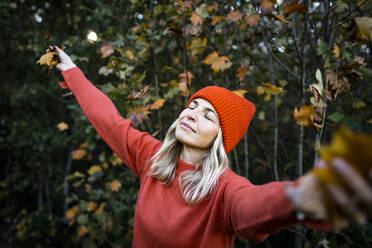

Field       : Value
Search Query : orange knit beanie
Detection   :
[187,86,256,153]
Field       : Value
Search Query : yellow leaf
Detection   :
[78,226,88,237]
[314,128,372,187]
[226,10,243,22]
[150,98,165,110]
[354,16,372,41]
[293,103,315,127]
[57,122,68,131]
[211,16,223,26]
[100,44,114,58]
[88,165,102,176]
[72,148,87,160]
[65,206,79,220]
[284,1,307,16]
[236,66,248,81]
[36,52,57,67]
[124,50,134,60]
[244,14,260,27]
[110,180,121,191]
[333,43,340,58]
[94,202,106,215]
[353,101,366,109]
[190,12,203,26]
[233,90,248,97]
[273,15,289,23]
[87,202,97,212]
[203,51,232,72]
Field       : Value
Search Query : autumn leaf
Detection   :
[354,16,372,41]
[284,1,307,16]
[260,0,274,14]
[178,71,194,96]
[226,10,243,22]
[190,12,203,26]
[57,122,68,131]
[293,103,314,127]
[273,15,289,23]
[94,202,106,215]
[150,98,165,110]
[128,85,150,101]
[203,51,232,72]
[65,206,79,220]
[110,180,121,191]
[78,226,88,237]
[124,50,134,60]
[72,148,87,160]
[190,37,207,55]
[256,83,283,102]
[236,66,248,81]
[100,43,114,58]
[127,105,151,126]
[233,90,248,97]
[207,2,218,12]
[314,127,372,187]
[87,202,97,212]
[244,14,261,27]
[333,43,340,58]
[211,16,223,26]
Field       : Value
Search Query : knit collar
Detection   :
[177,157,202,172]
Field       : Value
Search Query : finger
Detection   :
[327,184,367,225]
[331,159,372,205]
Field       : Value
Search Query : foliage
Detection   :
[0,0,372,247]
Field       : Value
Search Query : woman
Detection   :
[52,48,372,247]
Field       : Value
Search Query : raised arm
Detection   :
[52,45,161,176]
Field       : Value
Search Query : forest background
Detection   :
[0,0,372,248]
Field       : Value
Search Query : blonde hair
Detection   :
[149,119,228,204]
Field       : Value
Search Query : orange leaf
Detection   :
[244,14,260,27]
[212,16,223,26]
[190,12,203,26]
[207,2,218,12]
[260,0,274,14]
[203,51,232,72]
[88,165,102,176]
[284,1,307,16]
[110,180,121,191]
[57,122,68,131]
[78,226,88,237]
[273,15,289,23]
[150,98,165,110]
[128,85,150,101]
[226,10,243,22]
[293,103,314,127]
[100,43,114,58]
[236,66,248,81]
[72,148,87,160]
[233,90,247,97]
[333,43,340,58]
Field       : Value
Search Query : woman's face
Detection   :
[176,98,220,150]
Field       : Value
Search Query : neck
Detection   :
[180,145,207,165]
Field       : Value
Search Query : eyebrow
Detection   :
[191,100,219,120]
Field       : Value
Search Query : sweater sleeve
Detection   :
[225,178,331,241]
[60,67,161,177]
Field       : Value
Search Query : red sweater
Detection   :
[61,67,326,248]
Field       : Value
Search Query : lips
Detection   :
[181,121,195,133]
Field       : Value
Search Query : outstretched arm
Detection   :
[56,48,161,176]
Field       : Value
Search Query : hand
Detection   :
[286,159,372,227]
[47,46,76,71]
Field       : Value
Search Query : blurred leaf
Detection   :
[293,103,314,127]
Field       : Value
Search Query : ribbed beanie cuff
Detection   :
[187,86,256,153]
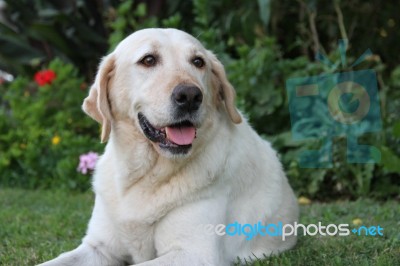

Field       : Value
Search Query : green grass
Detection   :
[0,189,400,266]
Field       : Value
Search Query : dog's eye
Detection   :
[192,57,206,68]
[140,55,157,67]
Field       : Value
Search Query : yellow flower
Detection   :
[298,196,311,205]
[353,218,362,225]
[51,135,61,145]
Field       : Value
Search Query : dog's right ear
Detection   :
[82,54,115,143]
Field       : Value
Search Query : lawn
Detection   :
[0,189,400,266]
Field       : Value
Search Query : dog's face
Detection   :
[83,29,241,156]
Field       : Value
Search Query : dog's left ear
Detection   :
[207,51,242,124]
[82,54,115,143]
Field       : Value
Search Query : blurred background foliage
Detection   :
[0,0,400,200]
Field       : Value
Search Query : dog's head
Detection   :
[83,29,242,156]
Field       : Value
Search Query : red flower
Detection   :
[35,69,56,86]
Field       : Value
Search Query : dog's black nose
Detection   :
[172,84,203,112]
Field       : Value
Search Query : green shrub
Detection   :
[0,59,101,190]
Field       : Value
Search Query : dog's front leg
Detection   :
[38,243,124,266]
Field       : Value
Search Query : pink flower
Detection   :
[77,151,99,175]
[34,69,56,86]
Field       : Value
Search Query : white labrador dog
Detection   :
[41,29,298,266]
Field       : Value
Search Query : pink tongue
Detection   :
[165,127,196,145]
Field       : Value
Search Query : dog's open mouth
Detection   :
[138,113,196,154]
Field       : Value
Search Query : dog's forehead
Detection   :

- INSTRUCTION -
Would you return the data exactly as written, without the pictures?

- OUTPUT FOR THIS EXERCISE -
Field       : Value
Search Query : orange knit beanie
Detection   :
[187,86,256,153]
Field       : Value
Search Query : yellow leaf
Detection   :
[78,226,88,237]
[314,128,372,187]
[226,10,243,22]
[150,98,165,110]
[354,16,372,41]
[293,103,315,127]
[57,122,68,131]
[211,16,223,26]
[100,44,114,58]
[88,165,102,176]
[72,148,87,160]
[65,206,79,220]
[284,1,307,16]
[236,66,248,81]
[36,52,57,67]
[124,50,134,60]
[244,14,260,27]
[110,180,121,191]
[333,43,340,58]
[94,202,106,215]
[353,101,366,109]
[190,12,203,26]
[233,90,248,97]
[273,15,289,23]
[87,202,97,212]
[203,51,232,72]
Field       : Value
Search Query : autumn leaf
Detection   :
[354,16,372,41]
[284,1,307,16]
[260,0,274,14]
[178,71,194,96]
[226,10,243,22]
[190,12,203,26]
[57,122,68,131]
[293,103,314,127]
[273,15,289,23]
[94,202,106,215]
[150,98,165,110]
[128,85,150,101]
[203,51,232,72]
[65,206,79,220]
[110,180,121,191]
[78,226,88,237]
[124,50,134,60]
[72,148,87,160]
[190,37,207,55]
[256,83,283,102]
[236,66,248,81]
[100,43,114,58]
[127,105,151,126]
[233,90,248,97]
[207,2,218,12]
[314,127,372,187]
[87,202,97,212]
[244,14,261,27]
[333,43,340,58]
[211,16,223,26]
Field       : Value
Search Query : knit collar
Detection   :
[177,157,202,172]
Field       : Value
Search Query : finger
Detection   :
[327,184,367,225]
[331,159,372,205]
Field       : Value
Search Query : foliage
Detection   :
[0,0,372,247]
Field       : Value
Search Query : woman
Detection   :
[52,48,372,247]
Field       : Value
Search Query : raised arm
Detection   :
[52,45,161,176]
Field       : Value
Search Query : forest background
Detection   :
[0,0,372,248]
Field       : Value
Search Query : blonde hair
Detection   :
[149,119,228,204]
Field       : Value
Search Query : orange leaf
Detection   :
[244,14,260,27]
[212,16,223,26]
[190,12,203,26]
[207,2,218,12]
[260,0,274,14]
[203,51,232,72]
[88,165,102,176]
[284,1,307,16]
[110,180,121,191]
[57,122,68,131]
[78,226,88,237]
[273,15,289,23]
[150,98,165,110]
[128,85,150,101]
[226,10,243,22]
[293,103,314,127]
[100,43,114,58]
[236,66,248,81]
[72,148,87,160]
[233,90,247,97]
[333,43,340,58]
Field       : Value
Search Query : woman's face
Detection   :
[176,98,220,150]
Field       : Value
Search Query : neck
Detection   :
[180,145,207,165]
Field       : Value
Search Query : eyebrow
Detection   :
[191,100,219,120]
Field       : Value
Search Query : sweater sleeve
Detection   :
[225,178,331,241]
[60,67,161,177]
Field       : Value
Search Query : red sweater
Detection   :
[61,67,326,248]
Field       : Value
Search Query : lips
Detection   :
[181,121,195,133]
Field       : Value
Search Query : outstretched arm
Detection   :
[56,48,161,176]
Field       : Value
Search Query : hand
Detection   :
[286,159,372,227]
[47,46,76,71]
Field       : Value
Search Query : blurred leaf
Detection   :
[293,103,314,127]
Field       : Value
Search Query : ribbed beanie cuff
Detection   :
[187,86,256,153]

Field       : Value
Search Query : green grass
Detection   :
[0,189,400,266]
Field       : Value
Search Query : dog's eye
Detection   :
[192,57,206,68]
[140,55,157,67]
Field       : Value
Search Query : yellow flower
Detection   :
[298,196,311,205]
[353,218,362,225]
[51,135,61,145]
Field       : Value
Search Query : dog's right ear
Detection   :
[82,54,115,143]
Field       : Value
Search Query : lawn
Detection   :
[0,189,400,266]
Field       : Value
Search Query : dog's face
Detection   :
[83,29,241,156]
Field       : Value
Search Query : dog's left ear
Detection   :
[207,51,242,124]
[82,54,115,143]
Field       : Value
Search Query : blurred background foliage
Detection   :
[0,0,400,200]
Field       : Value
Search Query : dog's head
Detection   :
[83,29,242,156]
Field       : Value
Search Query : red flower
Detection   :
[35,69,56,86]
Field       : Value
Search Query : dog's black nose
Detection   :
[172,84,203,112]
Field       : Value
Search Query : green shrub
Detection   :
[0,59,101,190]
Field       : Value
Search Query : dog's front leg
Detection   :
[38,243,124,266]
Field       : Value
Search Query : pink flower
Detection   :
[77,151,99,175]
[34,69,56,86]
Field       : Value
Search Query : white labrador dog
Detection   :
[41,29,298,266]
Field       : Value
Search Query : pink tongue
Detection   :
[165,127,196,145]
Field       : Value
Search Query : dog's open mouth
Detection   :
[138,113,196,154]
Field       : Value
Search Query : dog's forehead
Detection   :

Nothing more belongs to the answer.